_WHAT NEEDS TO BE DONE_
Nothing but the text should be carried over: reproduce all the data exactly and leave out every image.

_DATA LISTING_
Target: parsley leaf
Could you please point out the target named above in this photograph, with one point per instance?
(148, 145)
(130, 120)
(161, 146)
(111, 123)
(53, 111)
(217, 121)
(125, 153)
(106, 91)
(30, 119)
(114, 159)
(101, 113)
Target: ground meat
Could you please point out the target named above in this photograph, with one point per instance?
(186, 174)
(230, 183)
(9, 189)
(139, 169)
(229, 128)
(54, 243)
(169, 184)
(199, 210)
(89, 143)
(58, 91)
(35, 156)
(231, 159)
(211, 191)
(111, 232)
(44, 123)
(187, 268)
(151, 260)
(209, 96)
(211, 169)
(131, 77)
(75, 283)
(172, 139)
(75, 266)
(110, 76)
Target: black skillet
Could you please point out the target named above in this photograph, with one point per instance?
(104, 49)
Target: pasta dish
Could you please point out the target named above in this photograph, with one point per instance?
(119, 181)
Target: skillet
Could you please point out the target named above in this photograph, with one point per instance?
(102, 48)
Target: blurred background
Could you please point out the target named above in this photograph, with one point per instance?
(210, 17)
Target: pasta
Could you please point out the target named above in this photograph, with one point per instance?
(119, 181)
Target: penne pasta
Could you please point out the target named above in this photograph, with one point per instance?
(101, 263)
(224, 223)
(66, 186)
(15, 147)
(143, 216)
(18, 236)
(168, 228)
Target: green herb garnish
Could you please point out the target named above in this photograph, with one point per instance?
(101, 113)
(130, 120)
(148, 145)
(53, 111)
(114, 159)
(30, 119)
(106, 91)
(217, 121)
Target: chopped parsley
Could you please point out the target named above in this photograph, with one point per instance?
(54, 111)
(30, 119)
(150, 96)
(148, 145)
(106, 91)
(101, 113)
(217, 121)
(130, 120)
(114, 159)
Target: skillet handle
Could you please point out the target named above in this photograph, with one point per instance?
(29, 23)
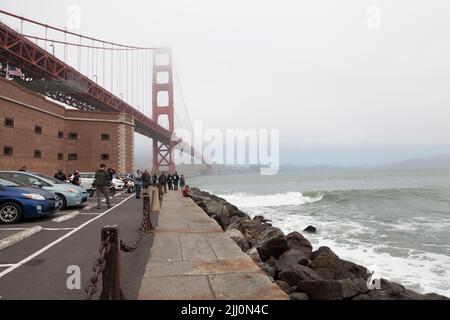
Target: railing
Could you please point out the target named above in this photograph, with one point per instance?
(108, 263)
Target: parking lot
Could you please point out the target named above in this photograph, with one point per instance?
(35, 267)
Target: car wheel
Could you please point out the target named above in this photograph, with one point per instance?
(62, 201)
(10, 213)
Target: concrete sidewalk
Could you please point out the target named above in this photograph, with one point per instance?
(193, 259)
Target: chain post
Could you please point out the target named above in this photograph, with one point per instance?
(111, 277)
(148, 203)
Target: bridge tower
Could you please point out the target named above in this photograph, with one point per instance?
(162, 107)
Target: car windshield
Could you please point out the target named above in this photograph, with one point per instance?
(48, 179)
(8, 183)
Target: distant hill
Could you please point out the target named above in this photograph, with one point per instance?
(433, 162)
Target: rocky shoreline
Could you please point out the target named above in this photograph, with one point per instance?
(289, 260)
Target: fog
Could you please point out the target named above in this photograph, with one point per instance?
(349, 82)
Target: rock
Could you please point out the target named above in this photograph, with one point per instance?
(253, 253)
(362, 297)
(352, 288)
(310, 229)
(435, 296)
(297, 274)
(290, 258)
(305, 262)
(394, 291)
(284, 286)
(238, 238)
(268, 270)
(222, 219)
(252, 230)
(322, 289)
(329, 266)
(298, 296)
(271, 243)
(297, 241)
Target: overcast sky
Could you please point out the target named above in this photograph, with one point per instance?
(340, 89)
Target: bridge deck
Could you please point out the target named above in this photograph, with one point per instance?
(192, 258)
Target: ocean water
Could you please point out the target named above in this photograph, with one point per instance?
(396, 223)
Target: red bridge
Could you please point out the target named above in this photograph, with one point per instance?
(124, 69)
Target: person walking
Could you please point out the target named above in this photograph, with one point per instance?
(182, 182)
(60, 175)
(163, 181)
(176, 180)
(76, 178)
(101, 181)
(170, 181)
(138, 183)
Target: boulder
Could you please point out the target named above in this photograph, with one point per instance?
(271, 243)
(238, 238)
(252, 230)
(310, 229)
(297, 241)
(329, 266)
(353, 287)
(253, 253)
(297, 274)
(284, 286)
(298, 296)
(268, 270)
(290, 258)
(322, 289)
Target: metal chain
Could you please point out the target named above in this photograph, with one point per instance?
(127, 248)
(98, 267)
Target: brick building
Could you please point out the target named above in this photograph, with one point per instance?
(44, 136)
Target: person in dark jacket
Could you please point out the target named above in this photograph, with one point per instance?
(60, 175)
(176, 180)
(163, 181)
(182, 182)
(146, 180)
(76, 178)
(137, 179)
(170, 181)
(101, 181)
(155, 180)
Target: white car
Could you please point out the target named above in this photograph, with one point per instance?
(87, 179)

_EXERCISE OUTPUT_
Target: parsley leaf
Could you please point out the target named above in this photograph, with one point per instance?
(148, 145)
(130, 120)
(161, 146)
(111, 123)
(53, 111)
(217, 121)
(125, 153)
(106, 91)
(30, 119)
(114, 159)
(101, 113)
Target: ground meat
Could you please point out the target named above in this photograph, with one point per instance?
(186, 174)
(230, 183)
(9, 189)
(139, 169)
(229, 128)
(54, 243)
(169, 184)
(199, 210)
(89, 143)
(58, 91)
(35, 156)
(231, 159)
(211, 191)
(111, 232)
(44, 123)
(187, 268)
(151, 260)
(209, 96)
(211, 169)
(131, 77)
(75, 283)
(172, 139)
(75, 266)
(110, 76)
Target: black skillet
Could you please point out the target named above in this photograph, with one point per instance?
(104, 49)
Target: pasta dish
Could you please point out the target named above in this photograph, with one point per instance?
(119, 181)
Target: skillet
Could you please point out the target named above in this photograph, with one point per instance?
(102, 48)
Target: blurred background
Could you please point out the target named above in this photograph, with one point per instance?
(210, 17)
Target: pasta
Could you please point out the target named above in this photograph, with one point per instance?
(119, 181)
Target: penne pasta
Could you please point out the target named above in this photograph, with one point per instance?
(101, 263)
(224, 223)
(66, 186)
(15, 147)
(143, 216)
(18, 236)
(168, 228)
Target: green herb garnish
Could you please point out the target named above in this photograph, with one point per instance?
(101, 113)
(130, 120)
(148, 145)
(53, 111)
(114, 159)
(30, 119)
(106, 91)
(217, 121)
Target: chopped parsley
Could you please point out the target named above in this photograph, with one point per instance?
(54, 111)
(30, 119)
(150, 96)
(148, 145)
(106, 91)
(101, 113)
(217, 121)
(130, 120)
(114, 159)
Target: skillet handle
Could you please point out the target named above in this photograph, with one point per instance?
(29, 23)
Target: railing
Could you please point out the target named above in this photograph, with one point per instance?
(108, 263)
Target: parking lot
Could you please point out the target named above in this photograph, with one point per instance?
(35, 267)
Target: car wheel
Could you please point out the target named above in this photograph, with one point per instance?
(62, 201)
(10, 213)
Target: concrete sidewalk
Could you please point out the target named above in this photograph, with one point per instance?
(193, 259)
Target: chain post
Could you please point out the target named above in this photograph, with one point per instance?
(111, 277)
(148, 203)
Target: bridge tower
Could you please point out the target named above in this photograph, with one point per instance?
(162, 107)
Target: car windshield
Could you please point out the target named above in this photograph, with one point per instance?
(48, 179)
(8, 183)
Target: distant hill
Could you please point out the target named above in this photograph, with one point per instance?
(433, 162)
Target: rocky shoreline
Could you please point out the target named above in this photograph, with one point per instance?
(289, 260)
Target: fog
Could you please point out the target named above in this photograph, with one point per instance?
(349, 82)
Target: rock
Could you please point out the target named above in this photograph, with one point per instance?
(253, 253)
(362, 297)
(352, 288)
(310, 229)
(435, 296)
(297, 274)
(290, 258)
(305, 262)
(394, 291)
(284, 286)
(238, 238)
(268, 270)
(222, 219)
(252, 230)
(322, 289)
(329, 266)
(298, 296)
(271, 243)
(297, 241)
Target: overcast sky
Could you please point out the target named above in this photograph, with one point per instance?
(340, 89)
Target: bridge deck
Could you please point out the target named above in this photograph, with one point per instance?
(192, 258)
Target: ocean water
Could you please point out the target named above in this photograph, with one point per instance?
(396, 223)
Target: red bridge
Could you please point out the target named above in this photograph, with one point per instance?
(124, 69)
Target: person walking
Could you please point out the target named above in this photograph, with one point per instance?
(182, 182)
(60, 175)
(163, 181)
(176, 180)
(76, 178)
(101, 181)
(170, 181)
(138, 183)
Target: boulder
Could you please point out the target named above in this photograph, with one point per instance?
(271, 243)
(238, 238)
(252, 230)
(310, 229)
(297, 241)
(329, 266)
(353, 287)
(253, 253)
(297, 274)
(284, 286)
(298, 296)
(268, 270)
(290, 258)
(322, 289)
Target: metal chain
Could you please point out the target named above in this photograph, with one point per instance?
(127, 248)
(98, 267)
Target: brick building
Could you please point out the target named above in this photograph, with one point per instance?
(44, 136)
Target: person in dark jacket
Could you please point out the target named above in this photograph, with one point per instance?
(60, 175)
(176, 180)
(163, 181)
(182, 182)
(146, 180)
(76, 178)
(137, 179)
(170, 181)
(101, 181)
(155, 180)
Target: white car
Could you please point out the target named above in this photograph, with one point per instance?
(87, 179)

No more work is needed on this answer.